+++ 给定文段

Amazon Bedrock Data Automation Blueprint 指令优化：用样本数据自动提升文档提取准确率¶

Lab 信息

难度: ⭐⭐ 中级
预估时间: 30 分钟
预估费用: < $5（含清理）
Region: us-east-1
最后验证: 2026-03-27

背景¶

在智能文档处理（IDP）场景中，使用 Amazon Bedrock Data Automation (BDA) 从发票、合同、税表等文档中提取结构化数据时，一个常见挑战是：如何让提取指令足够精确，以匹配你的具体业务需求？

传统做法是反复手工调整 blueprint 中的 instruction 字段——描述每个字段该如何提取。这个过程耗时且需要经验。

2025 年 12 月，BDA 推出了 Blueprint Instruction Optimization 功能：你只需提供几个带标注的样本文档（ground truth），系统就能自动分析当前提取结果与期望值的差距，并自动改写 blueprint 中的指令，提升提取准确率——无需模型训练或微调，分钟级完成。

前置条件¶

AWS 账号（需要 bedrock:* 和 s3:* 权限）
AWS CLI v2 已配置
Python 3 + reportlab 库（用于生成测试 PDF）

核心概念¶

BDA Blueprint 是什么？¶

Blueprint 是 BDA 中定义文档提取规则的模板。核心是一个 JSON schema，包含：

字段	说明
`class`	文档类别名称
`properties`	要提取的字段定义
`instruction`	自然语言提取指令（优化的核心目标）
`inferenceType`	`explicit`（直接提取）或其他
`definitions`	可复用的结构定义（如行项目）

Instruction Optimization 工作流程¶

创建 Blueprint → 准备样本+Ground Truth → 调用优化 API → 获取评估指标 → 应用优化后的 Blueprint

优化过程会：

用当前 blueprint 对每个样本做推理
对比推理结果与 ground truth
自动改写 instruction 字段以缩小差距
输出 before/after 的评估指标（exact match、F1、confidence）

关键限制：

最多 10 个样本文档
仅支持 DOCUMENT 类型的 blueprint
需要 dataAutomationProfileArn（AWS managed profile: arn:aws:bedrock:REGION:aws:data-automation-profile/us.data-automation-v1）

动手实践¶

Step 1: 创建 S3 Bucket¶

aws s3 mb s3://bda-optimization-test-$(aws sts get-caller-identity --query Account --output text) \
  --region us-east-1

Step 2: 准备样本发票 PDF 和 Ground Truth¶

创建 Python 脚本生成测试发票：

# gen_invoices.py
from reportlab.lib.pagesizes import letter
from reportlab.pdfgen import canvas
import json, os

invoices = [
    {
        "invoice_number": "INV-2024-001",
        "invoice_date": "2024-01-15",
        "vendor_name": "Acme Corporation",
        "total_amount": "$1,250.00",
        "line_items": [
            {"description": "Widget A", "quantity": "10",
             "unit_price": "$50.00", "amount": "$500.00"},
            {"description": "Widget B", "quantity": "5",
             "unit_price": "$150.00", "amount": "$750.00"}
        ]
    },
    {
        "invoice_number": "INV-2024-002",
        "invoice_date": "2024-02-20",
        "vendor_name": "TechParts Inc.",
        "total_amount": "$3,475.50",
        "line_items": [
            {"description": "Circuit Board X1", "quantity": "25",
             "unit_price": "$89.00", "amount": "$2,225.00"},
            {"description": "Power Supply P3", "quantity": "5",
             "unit_price": "$250.10", "amount": "$1,250.50"}
        ]
    },
    {
        "invoice_number": "INV-2024-003",
        "invoice_date": "2024-03-10",
        "vendor_name": "Office Supplies Plus",
        "total_amount": "$432.75",
        "line_items": [
            {"description": "Printer Paper (case)", "quantity": "3",
             "unit_price": "$45.25", "amount": "$135.75"},
            {"description": "Ink Cartridge BK", "quantity": "2",
             "unit_price": "$89.00", "amount": "$178.00"},
            {"description": "Desk Organizer", "quantity": "1",
             "unit_price": "$119.00", "amount": "$119.00"}
        ]
    }
]

os.makedirs("bda-test", exist_ok=True)

++++++
+++ 所给数据

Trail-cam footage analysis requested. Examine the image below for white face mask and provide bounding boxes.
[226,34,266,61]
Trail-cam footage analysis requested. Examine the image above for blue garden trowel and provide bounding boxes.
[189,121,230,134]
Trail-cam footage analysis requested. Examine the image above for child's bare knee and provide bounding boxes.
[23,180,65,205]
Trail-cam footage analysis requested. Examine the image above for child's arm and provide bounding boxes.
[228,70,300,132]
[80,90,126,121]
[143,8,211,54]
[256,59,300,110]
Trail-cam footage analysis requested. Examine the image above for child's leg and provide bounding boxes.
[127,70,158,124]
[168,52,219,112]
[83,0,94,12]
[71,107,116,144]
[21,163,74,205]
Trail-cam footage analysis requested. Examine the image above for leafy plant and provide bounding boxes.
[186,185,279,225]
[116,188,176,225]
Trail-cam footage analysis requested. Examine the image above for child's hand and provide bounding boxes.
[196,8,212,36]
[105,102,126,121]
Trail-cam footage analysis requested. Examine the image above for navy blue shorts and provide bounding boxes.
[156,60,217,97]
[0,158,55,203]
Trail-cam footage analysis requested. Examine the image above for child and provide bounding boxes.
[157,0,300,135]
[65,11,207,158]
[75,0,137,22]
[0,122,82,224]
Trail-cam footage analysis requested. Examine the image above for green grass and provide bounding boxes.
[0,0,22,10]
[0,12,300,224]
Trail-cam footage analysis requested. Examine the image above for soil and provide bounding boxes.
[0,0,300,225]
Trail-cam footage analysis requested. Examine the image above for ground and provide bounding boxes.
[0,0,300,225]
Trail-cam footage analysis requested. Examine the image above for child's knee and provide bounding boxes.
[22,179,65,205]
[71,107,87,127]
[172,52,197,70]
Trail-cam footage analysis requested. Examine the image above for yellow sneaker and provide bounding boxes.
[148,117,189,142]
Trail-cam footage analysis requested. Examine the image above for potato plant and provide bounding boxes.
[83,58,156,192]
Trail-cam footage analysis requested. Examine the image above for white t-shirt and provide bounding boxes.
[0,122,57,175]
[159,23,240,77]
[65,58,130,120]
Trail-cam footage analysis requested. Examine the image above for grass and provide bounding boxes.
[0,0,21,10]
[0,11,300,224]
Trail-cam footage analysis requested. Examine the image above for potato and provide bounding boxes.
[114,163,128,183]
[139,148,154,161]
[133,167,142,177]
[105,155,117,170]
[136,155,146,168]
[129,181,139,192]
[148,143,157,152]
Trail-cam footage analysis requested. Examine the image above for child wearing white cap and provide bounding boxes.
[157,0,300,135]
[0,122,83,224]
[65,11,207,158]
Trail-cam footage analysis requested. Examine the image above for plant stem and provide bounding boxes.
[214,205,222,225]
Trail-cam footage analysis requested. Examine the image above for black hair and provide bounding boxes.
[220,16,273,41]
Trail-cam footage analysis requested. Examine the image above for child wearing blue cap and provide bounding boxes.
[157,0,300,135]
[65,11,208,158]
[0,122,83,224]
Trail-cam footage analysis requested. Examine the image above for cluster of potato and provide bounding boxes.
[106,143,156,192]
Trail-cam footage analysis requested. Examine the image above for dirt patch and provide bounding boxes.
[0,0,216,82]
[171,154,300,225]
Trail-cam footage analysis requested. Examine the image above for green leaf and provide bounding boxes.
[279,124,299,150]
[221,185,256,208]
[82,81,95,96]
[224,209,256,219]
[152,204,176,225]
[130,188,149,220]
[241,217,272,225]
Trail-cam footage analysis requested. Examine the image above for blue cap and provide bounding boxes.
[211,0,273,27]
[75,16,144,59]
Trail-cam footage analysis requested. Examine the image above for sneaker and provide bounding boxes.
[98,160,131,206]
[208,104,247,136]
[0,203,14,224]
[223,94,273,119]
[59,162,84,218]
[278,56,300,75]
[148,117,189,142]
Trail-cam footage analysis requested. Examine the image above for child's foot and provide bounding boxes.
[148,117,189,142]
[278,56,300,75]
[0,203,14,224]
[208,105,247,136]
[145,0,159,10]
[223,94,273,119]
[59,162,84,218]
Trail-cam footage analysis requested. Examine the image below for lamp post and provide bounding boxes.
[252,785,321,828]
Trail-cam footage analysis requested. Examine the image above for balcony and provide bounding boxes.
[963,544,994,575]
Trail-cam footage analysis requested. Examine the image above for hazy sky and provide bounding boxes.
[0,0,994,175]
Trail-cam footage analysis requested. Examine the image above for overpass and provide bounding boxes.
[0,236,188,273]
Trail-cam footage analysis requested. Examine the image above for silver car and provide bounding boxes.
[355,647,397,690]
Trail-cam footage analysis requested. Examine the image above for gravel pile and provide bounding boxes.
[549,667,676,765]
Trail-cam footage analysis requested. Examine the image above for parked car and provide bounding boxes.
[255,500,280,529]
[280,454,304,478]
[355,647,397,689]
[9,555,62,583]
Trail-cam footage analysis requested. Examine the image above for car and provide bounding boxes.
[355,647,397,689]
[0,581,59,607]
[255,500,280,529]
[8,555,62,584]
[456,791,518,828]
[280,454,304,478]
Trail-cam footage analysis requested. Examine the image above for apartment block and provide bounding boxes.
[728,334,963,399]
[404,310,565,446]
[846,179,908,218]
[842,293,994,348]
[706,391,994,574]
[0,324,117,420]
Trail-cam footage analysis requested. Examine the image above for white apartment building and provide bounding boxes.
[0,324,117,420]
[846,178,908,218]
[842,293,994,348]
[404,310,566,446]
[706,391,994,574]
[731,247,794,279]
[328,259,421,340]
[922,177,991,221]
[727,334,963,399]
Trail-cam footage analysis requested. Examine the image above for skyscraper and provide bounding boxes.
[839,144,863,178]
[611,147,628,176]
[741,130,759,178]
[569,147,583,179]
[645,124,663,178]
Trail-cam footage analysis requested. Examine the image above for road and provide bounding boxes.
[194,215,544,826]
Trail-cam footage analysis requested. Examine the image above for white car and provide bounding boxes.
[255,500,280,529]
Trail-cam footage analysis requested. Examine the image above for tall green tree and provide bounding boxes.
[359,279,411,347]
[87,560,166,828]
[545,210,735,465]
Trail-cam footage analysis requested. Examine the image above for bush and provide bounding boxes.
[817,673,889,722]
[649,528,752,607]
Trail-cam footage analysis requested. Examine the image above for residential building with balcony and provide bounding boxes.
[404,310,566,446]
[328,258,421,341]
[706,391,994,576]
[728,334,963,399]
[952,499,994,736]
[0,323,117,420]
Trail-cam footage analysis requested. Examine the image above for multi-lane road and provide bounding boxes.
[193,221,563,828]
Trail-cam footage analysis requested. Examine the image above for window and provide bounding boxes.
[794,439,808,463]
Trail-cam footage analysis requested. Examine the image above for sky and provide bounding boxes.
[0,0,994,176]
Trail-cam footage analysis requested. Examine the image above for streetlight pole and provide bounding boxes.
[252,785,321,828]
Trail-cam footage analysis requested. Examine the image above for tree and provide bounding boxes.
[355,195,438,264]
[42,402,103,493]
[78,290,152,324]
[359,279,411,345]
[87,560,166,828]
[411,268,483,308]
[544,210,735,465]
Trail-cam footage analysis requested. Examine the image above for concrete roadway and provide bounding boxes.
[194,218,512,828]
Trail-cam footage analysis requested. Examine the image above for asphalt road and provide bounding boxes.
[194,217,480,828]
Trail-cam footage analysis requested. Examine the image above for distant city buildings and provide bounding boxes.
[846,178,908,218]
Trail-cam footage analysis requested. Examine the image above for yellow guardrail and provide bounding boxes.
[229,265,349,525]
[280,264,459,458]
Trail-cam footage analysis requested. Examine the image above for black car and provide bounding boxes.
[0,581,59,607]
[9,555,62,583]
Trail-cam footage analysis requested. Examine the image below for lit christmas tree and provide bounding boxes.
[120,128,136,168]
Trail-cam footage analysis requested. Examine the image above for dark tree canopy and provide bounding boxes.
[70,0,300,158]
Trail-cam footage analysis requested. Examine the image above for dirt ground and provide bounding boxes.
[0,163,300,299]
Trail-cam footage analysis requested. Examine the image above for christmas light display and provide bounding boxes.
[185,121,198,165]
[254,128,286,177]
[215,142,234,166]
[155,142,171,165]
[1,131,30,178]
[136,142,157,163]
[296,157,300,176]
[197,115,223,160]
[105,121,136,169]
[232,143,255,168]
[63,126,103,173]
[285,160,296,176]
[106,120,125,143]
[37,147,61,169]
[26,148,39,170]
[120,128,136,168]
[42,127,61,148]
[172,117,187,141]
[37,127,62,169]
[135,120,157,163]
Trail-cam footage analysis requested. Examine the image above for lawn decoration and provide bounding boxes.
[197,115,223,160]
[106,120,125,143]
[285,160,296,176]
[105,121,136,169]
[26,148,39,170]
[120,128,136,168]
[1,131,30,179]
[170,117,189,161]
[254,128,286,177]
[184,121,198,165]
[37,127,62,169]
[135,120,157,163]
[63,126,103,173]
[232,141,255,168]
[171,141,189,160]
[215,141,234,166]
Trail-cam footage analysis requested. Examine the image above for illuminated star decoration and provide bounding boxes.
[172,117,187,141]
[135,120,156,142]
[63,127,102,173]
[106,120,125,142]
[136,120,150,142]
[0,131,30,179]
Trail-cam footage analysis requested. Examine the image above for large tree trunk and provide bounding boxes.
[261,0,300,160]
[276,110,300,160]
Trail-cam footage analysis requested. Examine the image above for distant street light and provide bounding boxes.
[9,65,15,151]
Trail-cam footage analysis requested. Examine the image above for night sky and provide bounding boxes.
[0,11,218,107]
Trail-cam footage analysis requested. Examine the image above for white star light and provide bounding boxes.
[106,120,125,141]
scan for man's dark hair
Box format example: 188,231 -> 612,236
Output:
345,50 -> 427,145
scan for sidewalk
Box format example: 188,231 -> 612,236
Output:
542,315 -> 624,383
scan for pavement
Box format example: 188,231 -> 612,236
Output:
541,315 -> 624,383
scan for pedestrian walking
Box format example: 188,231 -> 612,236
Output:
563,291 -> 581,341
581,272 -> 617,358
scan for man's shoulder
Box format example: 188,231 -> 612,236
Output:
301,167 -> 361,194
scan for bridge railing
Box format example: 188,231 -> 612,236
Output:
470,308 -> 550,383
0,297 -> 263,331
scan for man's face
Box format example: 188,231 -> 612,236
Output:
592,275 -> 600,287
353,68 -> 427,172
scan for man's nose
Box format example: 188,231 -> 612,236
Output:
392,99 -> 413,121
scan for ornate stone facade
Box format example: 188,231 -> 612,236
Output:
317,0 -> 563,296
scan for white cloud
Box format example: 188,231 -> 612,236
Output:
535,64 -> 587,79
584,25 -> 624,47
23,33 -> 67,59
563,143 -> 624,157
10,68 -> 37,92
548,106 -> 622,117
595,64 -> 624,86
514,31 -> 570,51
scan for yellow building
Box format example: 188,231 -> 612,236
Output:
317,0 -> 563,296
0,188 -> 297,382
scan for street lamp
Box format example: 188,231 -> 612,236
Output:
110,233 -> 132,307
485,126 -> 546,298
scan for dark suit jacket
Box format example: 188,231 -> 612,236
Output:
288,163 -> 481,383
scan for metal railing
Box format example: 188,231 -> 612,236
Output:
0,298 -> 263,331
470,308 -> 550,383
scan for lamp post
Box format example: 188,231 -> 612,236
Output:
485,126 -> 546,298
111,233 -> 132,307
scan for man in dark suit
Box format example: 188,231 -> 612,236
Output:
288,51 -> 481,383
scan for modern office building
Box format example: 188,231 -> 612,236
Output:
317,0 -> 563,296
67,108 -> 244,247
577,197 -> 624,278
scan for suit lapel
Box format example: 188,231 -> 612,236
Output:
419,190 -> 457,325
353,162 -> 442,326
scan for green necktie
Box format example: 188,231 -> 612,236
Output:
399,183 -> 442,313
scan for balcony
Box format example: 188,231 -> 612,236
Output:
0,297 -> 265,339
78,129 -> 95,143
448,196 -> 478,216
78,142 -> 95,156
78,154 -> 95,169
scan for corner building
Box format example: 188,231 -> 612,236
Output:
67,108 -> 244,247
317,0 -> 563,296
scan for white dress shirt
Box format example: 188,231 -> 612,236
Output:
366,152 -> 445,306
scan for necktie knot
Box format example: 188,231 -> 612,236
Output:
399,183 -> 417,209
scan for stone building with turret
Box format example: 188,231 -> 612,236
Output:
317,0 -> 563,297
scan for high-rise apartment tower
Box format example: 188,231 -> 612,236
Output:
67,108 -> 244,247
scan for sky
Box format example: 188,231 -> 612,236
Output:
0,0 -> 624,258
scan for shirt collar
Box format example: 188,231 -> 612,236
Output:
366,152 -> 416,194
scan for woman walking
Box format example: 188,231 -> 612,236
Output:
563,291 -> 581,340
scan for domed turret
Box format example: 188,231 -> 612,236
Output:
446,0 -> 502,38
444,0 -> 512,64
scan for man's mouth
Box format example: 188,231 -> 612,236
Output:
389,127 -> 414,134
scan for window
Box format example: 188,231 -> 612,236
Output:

++++++

## [任务]
把上面讲 BDA Blueprint 指令优化的文章里，从“在智能文档处理（IDP）场景中，使用 Amazon Bedrock”开始、一直到“中的 instruction 字段——描述每个字段该如何提取。这个过程耗时且需要经验。”为止（连这几个字也算上）的那一段，一字不差地重新打一遍。

## [书面回答]
在智能文档处理（IDP）场景中，使用 Amazon Bedrock Data Automation (BDA) 从发票、合同、税表等文档中提取结构化数据时，一个常见挑战是：如何让提取指令足够精确，以匹配你的具体业务需求？

传统做法是反复手工调整 blueprint 中的 instruction 字段——描述每个字段该如何提取。这个过程耗时且需要经验。